(Exercise material Opens)

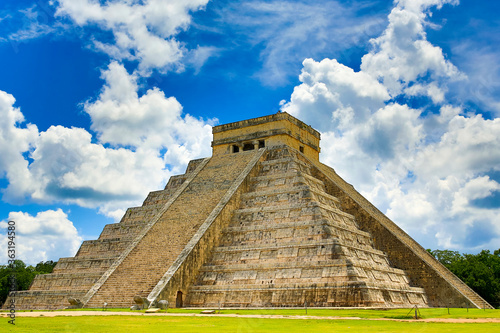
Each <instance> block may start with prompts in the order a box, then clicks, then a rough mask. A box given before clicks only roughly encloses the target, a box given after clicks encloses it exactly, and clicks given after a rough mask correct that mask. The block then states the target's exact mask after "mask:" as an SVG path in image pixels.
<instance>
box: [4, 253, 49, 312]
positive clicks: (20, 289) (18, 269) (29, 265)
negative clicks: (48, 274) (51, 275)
mask: <svg viewBox="0 0 500 333" xmlns="http://www.w3.org/2000/svg"><path fill="white" fill-rule="evenodd" d="M56 264H57V262H53V261H52V260H50V261H46V262H43V261H41V262H39V263H38V264H37V265H36V266H35V267H33V266H31V265H29V266H26V264H25V263H24V262H23V261H22V260H16V261H14V264H11V265H0V304H3V303H4V302H5V300H6V299H7V296H8V294H9V291H10V289H11V284H12V283H11V282H12V281H11V277H12V276H14V277H15V284H16V290H28V289H29V287H30V286H31V283H32V282H33V279H34V278H35V276H37V275H38V274H47V273H52V270H53V269H54V266H55V265H56Z"/></svg>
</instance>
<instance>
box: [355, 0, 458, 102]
mask: <svg viewBox="0 0 500 333" xmlns="http://www.w3.org/2000/svg"><path fill="white" fill-rule="evenodd" d="M448 2H449V1H438V0H436V1H433V0H429V1H399V2H398V5H397V6H396V7H395V8H394V9H393V10H392V11H391V13H390V14H389V25H388V27H387V29H386V30H385V31H384V33H383V34H382V35H381V36H380V37H378V38H375V39H372V40H371V41H370V42H371V43H372V45H373V50H372V51H371V52H369V53H368V54H366V55H364V56H363V58H362V64H361V70H362V71H363V72H366V73H368V74H370V75H372V76H373V77H375V78H377V79H379V80H380V81H381V82H383V83H384V85H385V86H386V87H387V88H388V89H389V91H390V93H391V95H392V96H397V95H400V94H402V93H407V94H410V95H416V94H425V95H428V96H429V97H431V98H432V99H433V101H434V102H441V101H443V98H442V95H443V94H444V92H446V90H447V88H446V86H445V85H444V84H442V80H443V79H446V80H450V79H454V80H458V79H462V78H464V75H463V74H461V73H460V72H459V71H458V69H457V68H456V67H455V66H454V65H453V64H452V63H451V62H449V61H448V60H446V59H445V57H444V55H443V51H442V50H441V48H440V47H437V46H434V45H432V44H431V43H429V42H428V41H427V40H426V33H425V23H426V21H425V20H426V18H427V14H426V12H424V10H426V9H428V8H429V6H431V5H439V6H442V5H443V4H445V3H448ZM428 74H430V76H431V79H432V83H431V84H430V85H429V83H428V82H427V80H426V76H427V75H428ZM410 83H412V84H415V83H416V84H418V88H412V87H411V86H409V84H410Z"/></svg>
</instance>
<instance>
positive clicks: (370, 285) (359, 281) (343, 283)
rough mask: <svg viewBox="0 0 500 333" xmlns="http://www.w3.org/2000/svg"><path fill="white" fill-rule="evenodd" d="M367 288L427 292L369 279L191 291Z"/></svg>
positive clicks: (215, 287) (228, 285) (278, 284)
mask: <svg viewBox="0 0 500 333" xmlns="http://www.w3.org/2000/svg"><path fill="white" fill-rule="evenodd" d="M349 287H351V288H366V289H383V290H388V291H394V292H411V293H418V294H425V291H424V289H423V288H418V287H407V288H405V289H401V288H399V287H397V288H395V287H393V286H392V285H390V284H388V283H384V282H367V281H346V282H337V283H317V284H314V285H311V284H309V283H281V284H278V283H274V284H267V285H264V284H260V285H257V284H240V285H210V286H192V287H190V288H189V292H193V291H201V292H205V293H210V292H220V291H231V292H232V291H250V290H266V291H273V290H289V291H290V290H300V289H306V290H307V289H309V290H311V289H312V290H327V289H339V288H343V289H345V288H349Z"/></svg>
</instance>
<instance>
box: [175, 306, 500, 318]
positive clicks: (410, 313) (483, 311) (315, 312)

(Exercise material Closes)

_What is expected_.
Lines with "rough" in the records above: copy every one of them.

_Result_.
Each <instance> block may start with prompts in the order a box, then clicks, then a rough mask. A box given before clicks only roughly encloses the target, a box given after clicks encloses it exactly, and clicks given after a rough mask correct that mask. The block then states the target's exact mask after "mask:" as an SVG path in image pixels.
rough mask: <svg viewBox="0 0 500 333" xmlns="http://www.w3.org/2000/svg"><path fill="white" fill-rule="evenodd" d="M367 288L427 292L369 279L191 291Z"/></svg>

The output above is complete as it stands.